Oosthoek Encyclopedie

Oosthoek's Uitgevers Mij. N.V (1916-1925)

Gepubliceerd op 13-12-2021

Mendel, Gregor Johann

betekenis & definitie

Oostenrijks bioloog, *22. 7.1822 Heinzendorf, t6.1.1884 Brünn. Mendel is de grondlegger van de experimentele erfelijkheidsleer.

Hij trad in het augustijner Königskloster te Brünn, waar hij in 1847 tot priester gewijd werd. Mendel studeerde van 1851—53 natuurwetenschappen te Wenen, en was daarna te Brünn als biologie-leraar werkzaam, totdat hij in 1868 tot overste gekozen werd. Zijn kruisingsproeven die zijn naam wereldberoemd hebben gemaakt, werden uitgevoerd in de kloostertuin en de voornaamste resultaten werden gepubliceerd in de Verhändlungen des Naturforschungsvereins (1865) in Brünn (Mendel, wetten van); zij bleven echter jaren onopgemerkt. Pas in 1900 werden zijn waarnemingen ongeveer gelijktijdig door K.Correns, E.Tschermak en Hugo de Vries aan de vergetelheid ontrukt en daarmee begon de ontwikkeling van de genetica. Het is gebruikelijk om in die gevallen, waar dieren of planten bij kruising zich gedragen volgens de wetten van Mendel, te zeggen, dat zij mendelen. Werken: Versuche über Pflanzenhybriden (1865), Über einige aus künstlicher Befruchtung gewonnene Hieracium Bastarde (1869).

LITT. H.Iltis, G.J.Mendel (1924); J.G.Meyknecht, G.Mendel (1950).

(AANGELEVERDE GEGEVENS):
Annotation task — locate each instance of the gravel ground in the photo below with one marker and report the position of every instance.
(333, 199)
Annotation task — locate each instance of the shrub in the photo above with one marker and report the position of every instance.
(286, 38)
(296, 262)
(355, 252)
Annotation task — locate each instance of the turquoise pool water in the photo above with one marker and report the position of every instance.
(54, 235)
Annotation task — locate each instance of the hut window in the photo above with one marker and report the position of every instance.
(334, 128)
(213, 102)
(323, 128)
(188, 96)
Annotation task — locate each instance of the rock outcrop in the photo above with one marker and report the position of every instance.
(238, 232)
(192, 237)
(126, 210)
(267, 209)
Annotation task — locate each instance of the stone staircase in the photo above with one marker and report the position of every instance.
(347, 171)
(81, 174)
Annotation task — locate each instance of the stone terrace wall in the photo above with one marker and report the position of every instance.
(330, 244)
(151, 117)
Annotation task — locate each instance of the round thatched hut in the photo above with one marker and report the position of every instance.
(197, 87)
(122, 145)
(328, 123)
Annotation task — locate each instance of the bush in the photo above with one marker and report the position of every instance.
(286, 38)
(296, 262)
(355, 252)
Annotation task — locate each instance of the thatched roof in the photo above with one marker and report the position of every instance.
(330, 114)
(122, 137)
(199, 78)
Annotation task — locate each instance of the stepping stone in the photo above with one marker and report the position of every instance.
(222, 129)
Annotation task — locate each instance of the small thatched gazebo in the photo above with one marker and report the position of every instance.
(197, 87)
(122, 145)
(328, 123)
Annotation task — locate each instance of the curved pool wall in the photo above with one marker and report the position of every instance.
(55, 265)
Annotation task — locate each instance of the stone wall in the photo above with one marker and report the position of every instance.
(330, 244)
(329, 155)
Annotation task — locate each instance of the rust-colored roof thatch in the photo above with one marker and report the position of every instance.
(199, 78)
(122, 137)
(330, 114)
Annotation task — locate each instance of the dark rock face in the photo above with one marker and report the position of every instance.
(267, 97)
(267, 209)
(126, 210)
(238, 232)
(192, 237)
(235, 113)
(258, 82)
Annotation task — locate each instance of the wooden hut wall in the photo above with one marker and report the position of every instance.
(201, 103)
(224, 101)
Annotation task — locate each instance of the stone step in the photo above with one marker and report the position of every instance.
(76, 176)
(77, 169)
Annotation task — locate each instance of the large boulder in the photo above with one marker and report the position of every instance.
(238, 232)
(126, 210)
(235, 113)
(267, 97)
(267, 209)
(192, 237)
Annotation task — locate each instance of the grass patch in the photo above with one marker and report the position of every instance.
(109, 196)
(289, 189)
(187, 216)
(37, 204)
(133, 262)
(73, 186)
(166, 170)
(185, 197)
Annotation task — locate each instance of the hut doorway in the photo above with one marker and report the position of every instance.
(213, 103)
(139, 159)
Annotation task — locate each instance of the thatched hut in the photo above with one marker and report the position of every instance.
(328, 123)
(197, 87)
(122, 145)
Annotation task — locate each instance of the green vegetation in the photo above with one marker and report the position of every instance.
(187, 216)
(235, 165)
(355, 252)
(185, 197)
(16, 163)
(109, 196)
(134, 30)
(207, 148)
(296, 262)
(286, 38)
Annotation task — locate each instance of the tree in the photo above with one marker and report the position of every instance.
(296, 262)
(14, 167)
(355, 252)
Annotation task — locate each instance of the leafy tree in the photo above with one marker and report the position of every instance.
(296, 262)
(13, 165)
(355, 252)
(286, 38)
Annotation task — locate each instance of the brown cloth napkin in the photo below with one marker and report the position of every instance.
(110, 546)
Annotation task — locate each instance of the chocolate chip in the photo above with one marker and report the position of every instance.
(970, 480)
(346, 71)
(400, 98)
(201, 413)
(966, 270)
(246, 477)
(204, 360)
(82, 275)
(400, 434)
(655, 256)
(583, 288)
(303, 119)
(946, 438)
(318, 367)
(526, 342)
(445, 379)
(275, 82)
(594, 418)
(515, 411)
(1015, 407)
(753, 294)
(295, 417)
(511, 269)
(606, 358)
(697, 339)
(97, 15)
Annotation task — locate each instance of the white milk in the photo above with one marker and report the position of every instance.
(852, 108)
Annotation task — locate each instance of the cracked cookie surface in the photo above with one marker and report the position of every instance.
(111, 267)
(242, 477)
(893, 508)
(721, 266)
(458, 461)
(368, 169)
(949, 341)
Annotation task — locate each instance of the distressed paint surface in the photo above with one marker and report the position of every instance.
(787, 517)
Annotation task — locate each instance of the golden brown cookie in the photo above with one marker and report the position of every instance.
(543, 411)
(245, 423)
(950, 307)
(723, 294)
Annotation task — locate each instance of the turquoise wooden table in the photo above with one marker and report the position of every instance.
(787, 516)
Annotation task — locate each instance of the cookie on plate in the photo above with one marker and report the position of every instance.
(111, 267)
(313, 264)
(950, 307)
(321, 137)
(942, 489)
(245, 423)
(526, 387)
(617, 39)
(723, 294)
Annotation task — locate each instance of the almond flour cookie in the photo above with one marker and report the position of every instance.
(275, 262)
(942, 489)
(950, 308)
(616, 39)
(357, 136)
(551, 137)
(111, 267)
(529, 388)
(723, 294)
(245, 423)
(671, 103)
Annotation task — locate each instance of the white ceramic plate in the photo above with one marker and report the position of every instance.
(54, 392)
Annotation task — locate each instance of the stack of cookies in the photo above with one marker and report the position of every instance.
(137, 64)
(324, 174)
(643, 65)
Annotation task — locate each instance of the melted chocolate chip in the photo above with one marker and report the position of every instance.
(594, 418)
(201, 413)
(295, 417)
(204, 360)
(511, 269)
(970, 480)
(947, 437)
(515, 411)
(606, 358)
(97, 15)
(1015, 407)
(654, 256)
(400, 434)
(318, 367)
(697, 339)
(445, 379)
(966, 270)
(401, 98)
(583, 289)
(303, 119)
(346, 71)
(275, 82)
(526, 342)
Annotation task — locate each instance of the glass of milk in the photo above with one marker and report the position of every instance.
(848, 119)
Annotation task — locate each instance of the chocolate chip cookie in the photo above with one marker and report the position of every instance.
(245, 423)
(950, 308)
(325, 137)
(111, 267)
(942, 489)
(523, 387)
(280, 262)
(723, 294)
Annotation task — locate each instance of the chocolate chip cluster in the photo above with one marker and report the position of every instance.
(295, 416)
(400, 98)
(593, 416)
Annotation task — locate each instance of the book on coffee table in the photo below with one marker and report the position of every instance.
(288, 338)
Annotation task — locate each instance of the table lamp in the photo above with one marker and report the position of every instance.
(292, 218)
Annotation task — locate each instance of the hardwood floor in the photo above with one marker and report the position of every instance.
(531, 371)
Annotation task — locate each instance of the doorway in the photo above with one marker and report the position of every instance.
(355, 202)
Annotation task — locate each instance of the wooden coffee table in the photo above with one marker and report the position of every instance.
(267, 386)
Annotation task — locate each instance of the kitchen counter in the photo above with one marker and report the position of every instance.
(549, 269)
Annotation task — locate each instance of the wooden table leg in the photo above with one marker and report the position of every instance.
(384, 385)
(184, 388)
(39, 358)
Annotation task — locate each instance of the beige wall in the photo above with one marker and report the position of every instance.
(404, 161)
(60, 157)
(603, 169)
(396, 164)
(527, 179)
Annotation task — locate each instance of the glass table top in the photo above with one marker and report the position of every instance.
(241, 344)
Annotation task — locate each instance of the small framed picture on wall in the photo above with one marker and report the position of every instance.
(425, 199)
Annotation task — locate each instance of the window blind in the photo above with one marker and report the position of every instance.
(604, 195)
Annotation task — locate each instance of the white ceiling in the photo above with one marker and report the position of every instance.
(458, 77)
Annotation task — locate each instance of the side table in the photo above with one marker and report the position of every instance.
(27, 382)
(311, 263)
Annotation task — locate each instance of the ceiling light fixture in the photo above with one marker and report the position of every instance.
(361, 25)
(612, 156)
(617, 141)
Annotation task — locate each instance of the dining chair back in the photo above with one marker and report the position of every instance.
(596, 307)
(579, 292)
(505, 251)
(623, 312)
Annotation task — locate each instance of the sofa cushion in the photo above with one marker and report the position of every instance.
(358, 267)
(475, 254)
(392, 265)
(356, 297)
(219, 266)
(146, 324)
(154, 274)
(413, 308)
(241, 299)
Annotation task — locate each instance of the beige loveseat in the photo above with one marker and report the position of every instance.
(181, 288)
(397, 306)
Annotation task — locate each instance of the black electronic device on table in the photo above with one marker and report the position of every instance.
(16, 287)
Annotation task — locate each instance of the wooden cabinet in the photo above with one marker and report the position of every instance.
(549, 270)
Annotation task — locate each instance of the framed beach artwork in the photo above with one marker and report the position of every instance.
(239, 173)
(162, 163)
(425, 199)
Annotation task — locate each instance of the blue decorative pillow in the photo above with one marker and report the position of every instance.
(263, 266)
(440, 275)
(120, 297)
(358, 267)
--
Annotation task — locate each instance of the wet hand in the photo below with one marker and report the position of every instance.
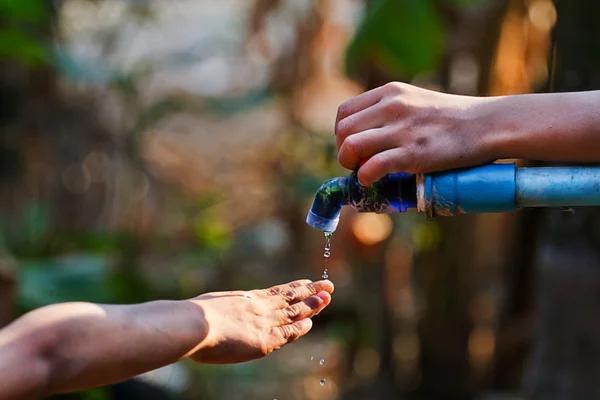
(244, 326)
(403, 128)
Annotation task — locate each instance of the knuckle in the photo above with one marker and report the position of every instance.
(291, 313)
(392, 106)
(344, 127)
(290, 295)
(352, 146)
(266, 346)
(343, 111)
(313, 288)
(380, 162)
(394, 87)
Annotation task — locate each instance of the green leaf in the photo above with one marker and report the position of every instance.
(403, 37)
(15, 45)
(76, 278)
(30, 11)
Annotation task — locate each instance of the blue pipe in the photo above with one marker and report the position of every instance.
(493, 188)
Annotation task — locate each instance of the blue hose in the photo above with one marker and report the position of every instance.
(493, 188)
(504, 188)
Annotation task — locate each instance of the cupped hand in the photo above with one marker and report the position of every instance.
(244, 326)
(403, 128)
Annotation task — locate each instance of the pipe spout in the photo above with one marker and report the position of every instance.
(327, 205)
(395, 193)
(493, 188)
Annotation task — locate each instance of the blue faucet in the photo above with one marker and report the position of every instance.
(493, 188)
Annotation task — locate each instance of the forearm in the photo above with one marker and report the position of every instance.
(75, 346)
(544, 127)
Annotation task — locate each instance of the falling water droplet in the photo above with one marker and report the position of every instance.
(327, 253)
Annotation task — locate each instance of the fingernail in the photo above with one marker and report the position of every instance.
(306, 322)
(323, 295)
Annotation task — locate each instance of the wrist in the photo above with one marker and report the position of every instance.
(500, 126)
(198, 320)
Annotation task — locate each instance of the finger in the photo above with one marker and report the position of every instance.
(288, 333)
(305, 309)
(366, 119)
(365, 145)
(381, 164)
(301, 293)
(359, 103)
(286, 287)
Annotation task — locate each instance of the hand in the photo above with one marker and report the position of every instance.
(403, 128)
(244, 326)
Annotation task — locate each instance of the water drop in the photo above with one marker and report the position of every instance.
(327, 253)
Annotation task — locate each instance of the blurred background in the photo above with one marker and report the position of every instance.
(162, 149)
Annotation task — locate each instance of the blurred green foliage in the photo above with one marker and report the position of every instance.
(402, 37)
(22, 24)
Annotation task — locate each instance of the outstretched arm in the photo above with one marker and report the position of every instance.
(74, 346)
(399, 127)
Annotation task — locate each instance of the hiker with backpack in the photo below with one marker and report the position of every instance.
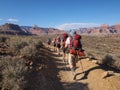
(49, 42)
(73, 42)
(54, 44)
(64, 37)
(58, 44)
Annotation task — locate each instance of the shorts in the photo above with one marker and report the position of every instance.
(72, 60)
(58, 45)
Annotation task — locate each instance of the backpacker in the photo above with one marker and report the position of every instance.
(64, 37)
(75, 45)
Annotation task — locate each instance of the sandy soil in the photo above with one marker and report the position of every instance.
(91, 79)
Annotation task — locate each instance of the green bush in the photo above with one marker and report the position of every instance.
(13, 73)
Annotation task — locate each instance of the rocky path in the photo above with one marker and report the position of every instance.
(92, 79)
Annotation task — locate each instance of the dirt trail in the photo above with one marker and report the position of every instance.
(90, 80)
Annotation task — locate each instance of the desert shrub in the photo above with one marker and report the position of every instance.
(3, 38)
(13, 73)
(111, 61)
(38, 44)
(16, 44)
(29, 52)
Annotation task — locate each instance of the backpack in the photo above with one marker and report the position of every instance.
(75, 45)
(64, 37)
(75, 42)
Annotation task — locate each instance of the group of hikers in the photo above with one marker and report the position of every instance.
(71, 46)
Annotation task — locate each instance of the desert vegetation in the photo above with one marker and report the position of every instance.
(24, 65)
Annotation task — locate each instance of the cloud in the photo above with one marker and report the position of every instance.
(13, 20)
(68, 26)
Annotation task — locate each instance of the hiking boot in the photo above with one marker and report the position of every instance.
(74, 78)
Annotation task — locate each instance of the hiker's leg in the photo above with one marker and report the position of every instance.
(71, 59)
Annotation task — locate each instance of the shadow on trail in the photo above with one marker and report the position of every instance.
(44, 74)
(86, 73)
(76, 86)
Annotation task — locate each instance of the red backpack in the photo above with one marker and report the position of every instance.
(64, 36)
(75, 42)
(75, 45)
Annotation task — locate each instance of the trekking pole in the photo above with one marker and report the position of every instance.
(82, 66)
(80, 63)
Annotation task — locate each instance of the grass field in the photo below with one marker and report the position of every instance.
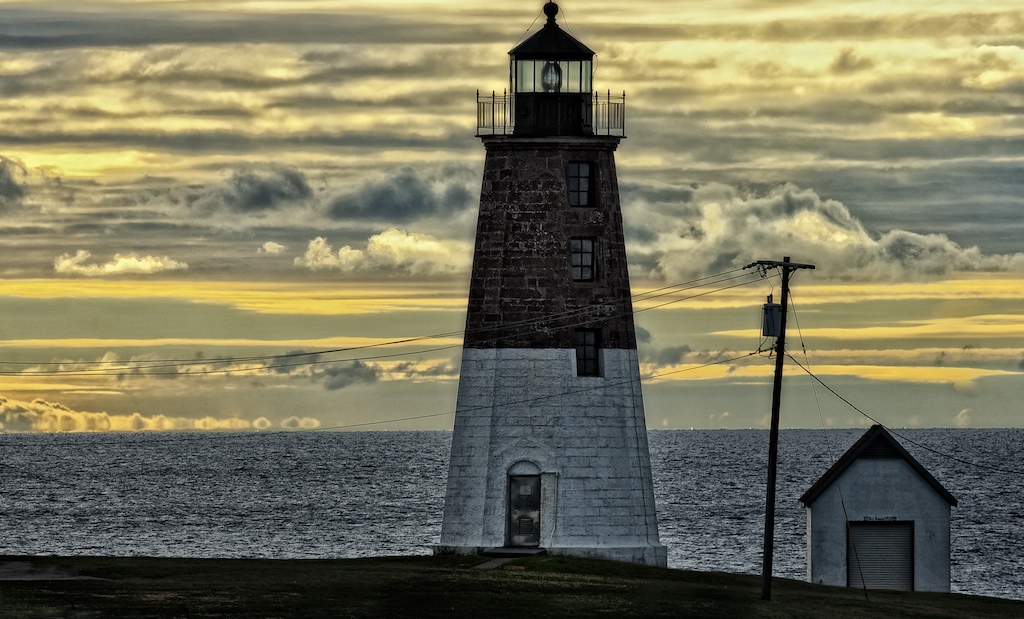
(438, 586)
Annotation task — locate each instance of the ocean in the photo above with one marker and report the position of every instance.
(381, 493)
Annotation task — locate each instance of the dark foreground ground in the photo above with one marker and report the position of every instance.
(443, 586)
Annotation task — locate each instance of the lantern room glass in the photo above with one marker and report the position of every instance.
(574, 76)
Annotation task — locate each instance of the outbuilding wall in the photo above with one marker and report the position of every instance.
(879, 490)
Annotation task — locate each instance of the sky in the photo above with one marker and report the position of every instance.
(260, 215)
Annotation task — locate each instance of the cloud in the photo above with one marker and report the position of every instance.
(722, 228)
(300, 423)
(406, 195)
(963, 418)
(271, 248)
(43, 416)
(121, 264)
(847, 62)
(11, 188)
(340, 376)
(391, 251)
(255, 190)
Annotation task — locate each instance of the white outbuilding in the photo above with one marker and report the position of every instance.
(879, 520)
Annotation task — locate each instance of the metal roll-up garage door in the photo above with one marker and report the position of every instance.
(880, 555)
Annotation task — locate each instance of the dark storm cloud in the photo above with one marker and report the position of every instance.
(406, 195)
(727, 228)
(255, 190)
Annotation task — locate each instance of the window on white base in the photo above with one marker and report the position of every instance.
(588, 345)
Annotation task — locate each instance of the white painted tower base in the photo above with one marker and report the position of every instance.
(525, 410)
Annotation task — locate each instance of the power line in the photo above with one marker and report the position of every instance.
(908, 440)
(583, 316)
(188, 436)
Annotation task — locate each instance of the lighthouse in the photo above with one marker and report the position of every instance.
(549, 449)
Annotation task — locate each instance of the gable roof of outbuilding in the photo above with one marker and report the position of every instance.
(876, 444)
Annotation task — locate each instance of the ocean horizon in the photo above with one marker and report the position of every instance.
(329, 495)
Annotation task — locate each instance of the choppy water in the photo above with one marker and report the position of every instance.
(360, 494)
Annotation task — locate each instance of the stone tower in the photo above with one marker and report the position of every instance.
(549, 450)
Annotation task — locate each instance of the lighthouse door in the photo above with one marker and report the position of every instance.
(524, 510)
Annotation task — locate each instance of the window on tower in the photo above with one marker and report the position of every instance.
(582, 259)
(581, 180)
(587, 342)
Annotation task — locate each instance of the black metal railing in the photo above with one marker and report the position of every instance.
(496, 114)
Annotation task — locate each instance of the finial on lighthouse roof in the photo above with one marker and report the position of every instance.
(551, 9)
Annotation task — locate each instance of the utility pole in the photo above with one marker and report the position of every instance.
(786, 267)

(OPDRACHTEN):
A) Leg aan de hand van het artikel over Mendel uit waardoor zijn naam wereldberoemd werd.
B) Neem uit het artikel over Mendel woordelijk het stuk over van "Oosthoek Encyclopedie" tot en met "de experimentele erfelijkheidsleer.".

(JOUW ANTWOORDEN):
A) Zijn naam werd wereldberoemd door zijn kruisingsproeven, die hij in de kloostertuin in Brünn uitvoerde.

B)
Oosthoek Encyclopedie

Oosthoek's Uitgevers Mij. N.V (1916-1925)

Gepubliceerd op 13-12-2021

Mendel, Gregor Johann

betekenis & definitie

Oostenrijks bioloog, *22. 7.1822 Heinzendorf, t6.1.1884 Brünn. Mendel is de grondlegger van de experimentele erfelijkheidsleer.